Requirement
Up to and including the line containing "output | one point per instance, like (233,364)", retype each line of the listing below exactly, beginning with the first.

*** Records to process ***

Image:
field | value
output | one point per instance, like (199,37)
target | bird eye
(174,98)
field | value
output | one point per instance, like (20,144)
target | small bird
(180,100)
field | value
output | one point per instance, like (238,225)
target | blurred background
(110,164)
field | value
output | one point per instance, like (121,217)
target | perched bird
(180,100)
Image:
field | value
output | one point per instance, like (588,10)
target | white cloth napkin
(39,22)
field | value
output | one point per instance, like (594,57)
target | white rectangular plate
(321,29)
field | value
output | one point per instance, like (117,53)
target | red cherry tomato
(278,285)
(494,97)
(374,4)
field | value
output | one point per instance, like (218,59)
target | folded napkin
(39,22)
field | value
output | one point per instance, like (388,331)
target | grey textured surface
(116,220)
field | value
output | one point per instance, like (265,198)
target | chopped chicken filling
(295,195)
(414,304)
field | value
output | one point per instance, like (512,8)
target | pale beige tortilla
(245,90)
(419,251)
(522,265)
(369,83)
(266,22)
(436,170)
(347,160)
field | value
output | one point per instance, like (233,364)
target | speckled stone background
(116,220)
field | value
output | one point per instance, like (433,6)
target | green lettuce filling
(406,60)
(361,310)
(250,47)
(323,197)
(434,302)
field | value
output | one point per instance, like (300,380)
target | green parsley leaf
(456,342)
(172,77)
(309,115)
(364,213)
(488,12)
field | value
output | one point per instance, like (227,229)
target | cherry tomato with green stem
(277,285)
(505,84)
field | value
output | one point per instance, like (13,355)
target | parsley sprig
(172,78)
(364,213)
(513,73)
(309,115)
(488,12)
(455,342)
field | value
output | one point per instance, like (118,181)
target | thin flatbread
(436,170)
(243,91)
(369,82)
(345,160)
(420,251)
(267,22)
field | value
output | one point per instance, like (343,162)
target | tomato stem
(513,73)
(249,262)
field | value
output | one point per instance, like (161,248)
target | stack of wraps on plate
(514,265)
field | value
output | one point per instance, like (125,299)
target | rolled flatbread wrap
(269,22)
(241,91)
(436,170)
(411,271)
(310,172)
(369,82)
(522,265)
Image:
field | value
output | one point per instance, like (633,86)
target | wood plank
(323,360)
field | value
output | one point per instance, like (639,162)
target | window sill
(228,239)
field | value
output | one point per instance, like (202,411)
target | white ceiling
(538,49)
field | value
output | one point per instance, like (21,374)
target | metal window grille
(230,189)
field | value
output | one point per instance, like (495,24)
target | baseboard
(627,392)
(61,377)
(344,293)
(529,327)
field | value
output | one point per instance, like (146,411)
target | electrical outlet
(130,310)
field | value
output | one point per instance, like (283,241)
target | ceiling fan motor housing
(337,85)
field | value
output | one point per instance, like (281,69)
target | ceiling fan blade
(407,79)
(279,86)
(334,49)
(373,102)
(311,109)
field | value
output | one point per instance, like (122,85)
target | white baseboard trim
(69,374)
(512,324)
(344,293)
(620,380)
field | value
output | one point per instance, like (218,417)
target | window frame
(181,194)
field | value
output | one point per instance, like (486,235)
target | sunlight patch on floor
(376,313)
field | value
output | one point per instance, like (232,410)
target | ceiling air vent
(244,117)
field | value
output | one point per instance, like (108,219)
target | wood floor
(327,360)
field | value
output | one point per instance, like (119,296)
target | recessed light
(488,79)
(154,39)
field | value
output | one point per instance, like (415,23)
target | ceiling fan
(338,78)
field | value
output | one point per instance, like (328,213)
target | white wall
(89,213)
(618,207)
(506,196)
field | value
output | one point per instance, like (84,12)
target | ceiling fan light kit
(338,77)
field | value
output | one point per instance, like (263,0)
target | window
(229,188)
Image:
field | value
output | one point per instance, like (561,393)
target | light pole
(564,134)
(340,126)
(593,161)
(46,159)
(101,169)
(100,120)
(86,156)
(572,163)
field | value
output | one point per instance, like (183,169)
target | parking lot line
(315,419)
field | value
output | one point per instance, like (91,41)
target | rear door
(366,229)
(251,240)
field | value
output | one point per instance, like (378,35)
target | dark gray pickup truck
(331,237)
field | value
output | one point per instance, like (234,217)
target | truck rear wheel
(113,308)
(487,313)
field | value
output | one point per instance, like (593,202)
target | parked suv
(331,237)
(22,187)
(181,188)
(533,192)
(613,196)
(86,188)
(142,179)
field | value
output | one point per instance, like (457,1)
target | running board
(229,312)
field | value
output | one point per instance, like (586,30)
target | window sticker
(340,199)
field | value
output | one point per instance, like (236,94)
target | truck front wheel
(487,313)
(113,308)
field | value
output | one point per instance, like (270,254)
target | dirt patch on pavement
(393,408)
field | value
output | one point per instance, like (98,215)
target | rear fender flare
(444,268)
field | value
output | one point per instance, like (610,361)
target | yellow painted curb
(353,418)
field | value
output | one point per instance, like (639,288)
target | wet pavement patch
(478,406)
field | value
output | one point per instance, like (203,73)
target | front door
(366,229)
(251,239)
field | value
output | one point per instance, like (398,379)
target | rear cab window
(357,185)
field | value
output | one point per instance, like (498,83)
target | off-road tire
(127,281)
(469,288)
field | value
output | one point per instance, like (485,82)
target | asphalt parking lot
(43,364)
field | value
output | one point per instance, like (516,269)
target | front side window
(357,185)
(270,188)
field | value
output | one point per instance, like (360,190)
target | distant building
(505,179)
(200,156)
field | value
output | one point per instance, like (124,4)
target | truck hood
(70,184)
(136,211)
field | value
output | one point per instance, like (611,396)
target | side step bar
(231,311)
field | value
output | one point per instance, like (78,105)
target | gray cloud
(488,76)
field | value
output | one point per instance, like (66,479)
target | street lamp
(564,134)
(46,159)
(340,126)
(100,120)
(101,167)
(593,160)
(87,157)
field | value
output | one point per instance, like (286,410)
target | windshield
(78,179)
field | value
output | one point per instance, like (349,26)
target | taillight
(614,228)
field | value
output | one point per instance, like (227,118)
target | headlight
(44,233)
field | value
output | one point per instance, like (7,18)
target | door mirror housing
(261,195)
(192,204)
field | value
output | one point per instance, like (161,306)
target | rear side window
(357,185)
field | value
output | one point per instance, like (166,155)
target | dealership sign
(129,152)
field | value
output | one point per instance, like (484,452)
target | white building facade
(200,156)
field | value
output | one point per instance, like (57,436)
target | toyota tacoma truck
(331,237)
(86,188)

*** End of Records to process ***

Your solution
Image:
field | value
output | one point per instance, like (199,37)
target | bird eye
(174,98)
field | value
output | one point per instance, like (20,144)
target | small bird
(180,100)
field | value
output | one point per instance, like (238,225)
target | blurred background
(110,164)
field | value
output | one point per instance, like (121,217)
target | perched bird
(180,100)
Image:
field | value
output | one point per instance, like (588,10)
target | white cloth napkin
(39,22)
field | value
output | one point per instance, like (594,57)
target | white rectangular plate
(321,29)
field | value
output | one point per instance, like (117,53)
target | red cherry tomato
(278,285)
(494,97)
(374,4)
field | value
output | one point per instance, like (218,59)
target | folded napkin
(39,22)
field | value
output | one point per instance, like (388,331)
target | grey textured surface
(116,220)
field | value
output | one point per instance, like (265,198)
target | chopped chicken filling
(295,195)
(414,304)
field | value
output | one point per instance, like (512,8)
target | pale beige tortilla
(245,90)
(419,251)
(522,265)
(369,83)
(266,22)
(436,170)
(347,160)
field | value
output | one point per instance, like (233,364)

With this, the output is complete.